• Instructions to follow: Copy the items below, from the line containing "Question. For every instance of the dry" through the final line of the items, requests included, and shift every coordinate in the answers by adding 15 to each number.

• Exercise input:

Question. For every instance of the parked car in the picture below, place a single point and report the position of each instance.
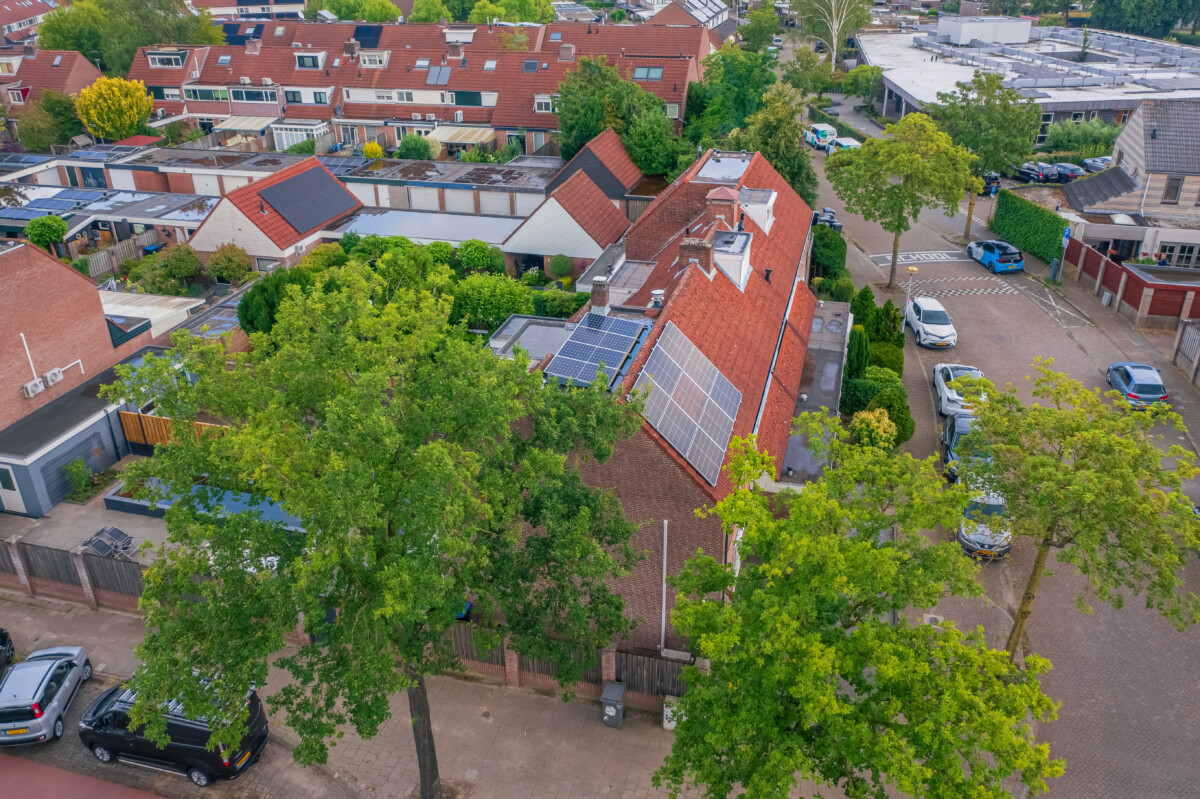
(930, 323)
(1140, 383)
(983, 533)
(949, 401)
(1069, 172)
(36, 692)
(105, 730)
(996, 256)
(1035, 172)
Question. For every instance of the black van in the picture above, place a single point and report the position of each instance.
(105, 730)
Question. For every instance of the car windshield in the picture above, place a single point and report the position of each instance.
(935, 318)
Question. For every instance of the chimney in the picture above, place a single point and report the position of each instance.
(697, 251)
(599, 295)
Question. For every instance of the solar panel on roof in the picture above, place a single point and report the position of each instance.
(309, 199)
(595, 341)
(691, 403)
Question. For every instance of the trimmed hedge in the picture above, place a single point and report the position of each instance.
(1027, 226)
(844, 130)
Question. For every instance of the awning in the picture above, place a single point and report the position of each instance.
(256, 124)
(459, 134)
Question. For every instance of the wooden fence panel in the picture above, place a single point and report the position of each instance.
(651, 676)
(115, 576)
(47, 563)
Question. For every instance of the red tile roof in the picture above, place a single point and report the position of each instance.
(583, 200)
(737, 330)
(249, 200)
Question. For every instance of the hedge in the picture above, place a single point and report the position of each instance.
(1027, 226)
(844, 130)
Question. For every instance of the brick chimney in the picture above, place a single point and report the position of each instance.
(696, 251)
(599, 295)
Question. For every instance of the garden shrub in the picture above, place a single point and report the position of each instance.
(894, 400)
(887, 355)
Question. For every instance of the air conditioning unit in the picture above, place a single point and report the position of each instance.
(33, 388)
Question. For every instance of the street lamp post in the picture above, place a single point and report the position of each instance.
(907, 299)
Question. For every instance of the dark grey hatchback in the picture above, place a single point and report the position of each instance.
(105, 728)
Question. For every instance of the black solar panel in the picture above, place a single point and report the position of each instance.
(691, 403)
(597, 340)
(310, 199)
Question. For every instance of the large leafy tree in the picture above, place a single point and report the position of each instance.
(595, 96)
(421, 470)
(1086, 478)
(833, 20)
(114, 108)
(891, 180)
(774, 132)
(996, 124)
(815, 670)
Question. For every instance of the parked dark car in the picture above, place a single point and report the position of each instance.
(105, 730)
(1069, 172)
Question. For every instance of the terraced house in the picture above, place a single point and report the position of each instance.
(463, 85)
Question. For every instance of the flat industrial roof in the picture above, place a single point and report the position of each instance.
(1042, 67)
(424, 227)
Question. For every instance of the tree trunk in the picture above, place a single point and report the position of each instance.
(895, 259)
(966, 234)
(1031, 592)
(423, 734)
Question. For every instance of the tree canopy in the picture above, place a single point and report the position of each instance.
(391, 439)
(1085, 475)
(891, 180)
(816, 670)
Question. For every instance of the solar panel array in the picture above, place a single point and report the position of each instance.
(595, 341)
(309, 199)
(691, 403)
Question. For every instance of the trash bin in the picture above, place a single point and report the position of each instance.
(613, 702)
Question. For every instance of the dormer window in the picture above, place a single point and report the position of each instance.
(310, 60)
(373, 59)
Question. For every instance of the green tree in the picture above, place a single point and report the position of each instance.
(892, 180)
(229, 263)
(46, 232)
(761, 26)
(735, 84)
(393, 440)
(429, 11)
(774, 132)
(833, 20)
(858, 353)
(816, 672)
(1085, 476)
(996, 124)
(595, 96)
(413, 145)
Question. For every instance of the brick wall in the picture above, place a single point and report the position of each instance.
(653, 487)
(60, 313)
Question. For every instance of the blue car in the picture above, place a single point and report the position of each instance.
(1140, 383)
(996, 256)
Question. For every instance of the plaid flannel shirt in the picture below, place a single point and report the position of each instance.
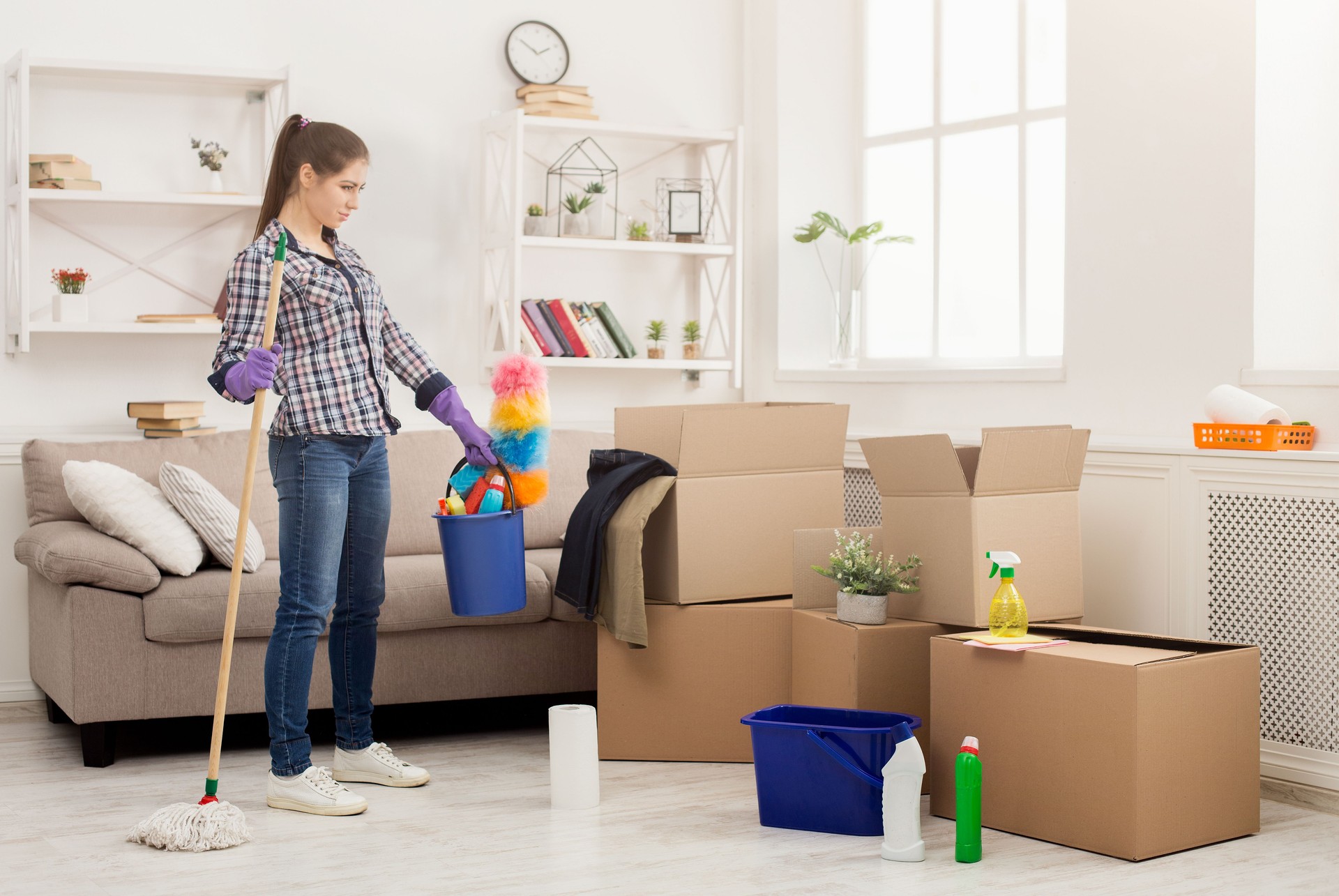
(339, 339)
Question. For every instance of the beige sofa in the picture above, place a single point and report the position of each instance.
(112, 638)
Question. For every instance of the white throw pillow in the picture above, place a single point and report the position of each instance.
(211, 515)
(122, 506)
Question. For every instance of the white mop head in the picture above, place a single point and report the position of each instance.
(193, 828)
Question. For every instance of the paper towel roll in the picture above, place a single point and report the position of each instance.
(573, 757)
(1232, 405)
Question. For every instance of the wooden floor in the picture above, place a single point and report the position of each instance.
(484, 826)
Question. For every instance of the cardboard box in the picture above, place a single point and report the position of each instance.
(706, 667)
(1017, 492)
(1120, 743)
(749, 476)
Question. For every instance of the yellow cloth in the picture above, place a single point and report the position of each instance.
(621, 605)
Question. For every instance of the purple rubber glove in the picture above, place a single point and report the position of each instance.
(257, 372)
(449, 409)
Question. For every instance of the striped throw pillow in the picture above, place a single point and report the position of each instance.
(209, 513)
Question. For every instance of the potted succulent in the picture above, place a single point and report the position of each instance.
(575, 222)
(596, 192)
(691, 340)
(655, 337)
(70, 304)
(212, 157)
(865, 579)
(639, 231)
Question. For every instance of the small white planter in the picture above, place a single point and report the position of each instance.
(864, 609)
(70, 307)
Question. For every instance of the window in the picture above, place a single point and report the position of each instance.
(963, 149)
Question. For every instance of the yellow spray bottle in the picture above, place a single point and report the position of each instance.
(1008, 612)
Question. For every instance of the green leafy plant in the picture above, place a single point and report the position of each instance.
(857, 571)
(576, 204)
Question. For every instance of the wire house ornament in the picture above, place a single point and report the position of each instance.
(582, 164)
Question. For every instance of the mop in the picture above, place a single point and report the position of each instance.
(213, 823)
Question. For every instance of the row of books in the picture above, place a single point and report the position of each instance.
(169, 420)
(561, 328)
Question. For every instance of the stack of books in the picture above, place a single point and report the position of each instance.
(556, 101)
(169, 420)
(561, 328)
(56, 172)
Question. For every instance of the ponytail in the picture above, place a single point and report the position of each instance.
(326, 146)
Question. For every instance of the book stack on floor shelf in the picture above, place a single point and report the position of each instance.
(561, 328)
(169, 420)
(61, 172)
(557, 101)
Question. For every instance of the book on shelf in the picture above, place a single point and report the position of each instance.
(165, 410)
(181, 434)
(569, 327)
(172, 423)
(559, 343)
(615, 330)
(525, 90)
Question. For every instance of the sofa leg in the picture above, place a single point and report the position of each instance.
(100, 743)
(55, 714)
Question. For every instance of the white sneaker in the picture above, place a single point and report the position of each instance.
(378, 765)
(315, 792)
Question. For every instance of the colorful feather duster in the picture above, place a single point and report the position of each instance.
(520, 426)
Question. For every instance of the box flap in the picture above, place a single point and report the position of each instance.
(1017, 461)
(915, 465)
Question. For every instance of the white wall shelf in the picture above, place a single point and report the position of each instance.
(714, 286)
(267, 90)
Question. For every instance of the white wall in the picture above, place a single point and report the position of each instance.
(414, 81)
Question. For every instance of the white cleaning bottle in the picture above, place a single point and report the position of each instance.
(902, 800)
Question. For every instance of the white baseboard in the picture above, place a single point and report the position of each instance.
(1301, 765)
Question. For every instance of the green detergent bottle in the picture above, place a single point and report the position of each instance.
(969, 811)
(1008, 612)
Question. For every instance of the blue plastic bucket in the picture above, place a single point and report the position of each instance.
(821, 769)
(485, 559)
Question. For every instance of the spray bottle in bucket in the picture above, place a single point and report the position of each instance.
(902, 800)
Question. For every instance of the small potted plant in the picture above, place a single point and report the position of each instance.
(70, 303)
(691, 340)
(596, 192)
(575, 222)
(639, 231)
(212, 157)
(655, 337)
(865, 579)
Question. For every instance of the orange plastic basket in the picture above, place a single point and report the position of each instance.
(1254, 437)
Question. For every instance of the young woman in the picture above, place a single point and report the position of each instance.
(334, 343)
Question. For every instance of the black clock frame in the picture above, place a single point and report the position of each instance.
(567, 52)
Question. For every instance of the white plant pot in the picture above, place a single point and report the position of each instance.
(864, 609)
(70, 307)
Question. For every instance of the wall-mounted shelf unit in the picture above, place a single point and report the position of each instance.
(513, 266)
(267, 90)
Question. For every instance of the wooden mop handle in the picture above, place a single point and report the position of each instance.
(234, 580)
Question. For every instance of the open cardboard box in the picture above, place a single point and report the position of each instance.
(1017, 492)
(1122, 743)
(749, 476)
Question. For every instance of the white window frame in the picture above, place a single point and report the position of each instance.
(935, 369)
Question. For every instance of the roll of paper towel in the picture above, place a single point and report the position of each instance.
(573, 757)
(1232, 405)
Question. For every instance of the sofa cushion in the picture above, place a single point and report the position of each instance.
(192, 608)
(220, 458)
(68, 552)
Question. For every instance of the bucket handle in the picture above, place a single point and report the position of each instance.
(505, 474)
(817, 737)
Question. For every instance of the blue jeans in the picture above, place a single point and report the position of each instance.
(334, 512)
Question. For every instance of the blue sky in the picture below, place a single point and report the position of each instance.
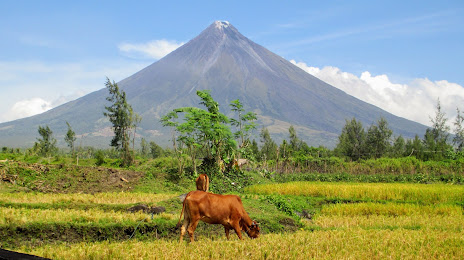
(399, 55)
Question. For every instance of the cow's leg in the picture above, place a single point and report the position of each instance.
(227, 231)
(183, 229)
(237, 229)
(191, 228)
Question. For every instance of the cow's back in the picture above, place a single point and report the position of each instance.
(214, 208)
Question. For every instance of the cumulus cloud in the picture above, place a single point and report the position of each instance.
(415, 100)
(28, 107)
(32, 87)
(156, 49)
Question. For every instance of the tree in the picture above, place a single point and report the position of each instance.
(47, 144)
(351, 140)
(436, 138)
(201, 129)
(155, 150)
(122, 117)
(378, 139)
(458, 139)
(415, 147)
(399, 147)
(269, 148)
(244, 123)
(70, 138)
(254, 149)
(144, 148)
(294, 141)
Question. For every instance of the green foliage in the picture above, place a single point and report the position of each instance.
(378, 139)
(282, 204)
(123, 118)
(155, 150)
(269, 148)
(244, 123)
(46, 144)
(201, 130)
(100, 157)
(70, 138)
(351, 140)
(458, 138)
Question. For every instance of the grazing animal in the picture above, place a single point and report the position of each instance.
(226, 210)
(203, 182)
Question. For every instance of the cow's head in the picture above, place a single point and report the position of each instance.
(253, 230)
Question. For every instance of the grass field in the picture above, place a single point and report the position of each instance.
(349, 221)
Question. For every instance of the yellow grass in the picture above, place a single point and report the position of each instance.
(433, 228)
(21, 216)
(354, 243)
(425, 193)
(98, 198)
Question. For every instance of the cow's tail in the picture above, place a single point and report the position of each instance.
(182, 212)
(206, 183)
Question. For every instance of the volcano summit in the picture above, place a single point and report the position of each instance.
(233, 67)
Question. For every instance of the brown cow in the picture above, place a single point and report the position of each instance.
(226, 210)
(203, 182)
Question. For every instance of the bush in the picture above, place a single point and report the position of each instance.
(100, 157)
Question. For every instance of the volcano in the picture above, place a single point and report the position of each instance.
(232, 67)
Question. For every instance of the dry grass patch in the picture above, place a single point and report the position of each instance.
(423, 193)
(97, 198)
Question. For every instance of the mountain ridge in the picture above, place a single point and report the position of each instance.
(233, 67)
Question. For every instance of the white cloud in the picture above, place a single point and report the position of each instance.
(28, 107)
(156, 49)
(31, 87)
(415, 100)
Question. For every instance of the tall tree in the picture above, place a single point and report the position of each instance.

• Finished task:
Question. For every instance of the dry grass patch in the picture above, place a single point and report the position of each instance.
(438, 208)
(112, 213)
Question. For every instance of the mountain ridge in the picture above, place a single point and report the position of each instance.
(248, 82)
Question. For every instance of the white cloud in the picture above, place a single point and report the position of each instance.
(43, 122)
(171, 64)
(46, 102)
(430, 115)
Question. For every instance of the tall tree in the picture above, place a single point and report the position of each instance.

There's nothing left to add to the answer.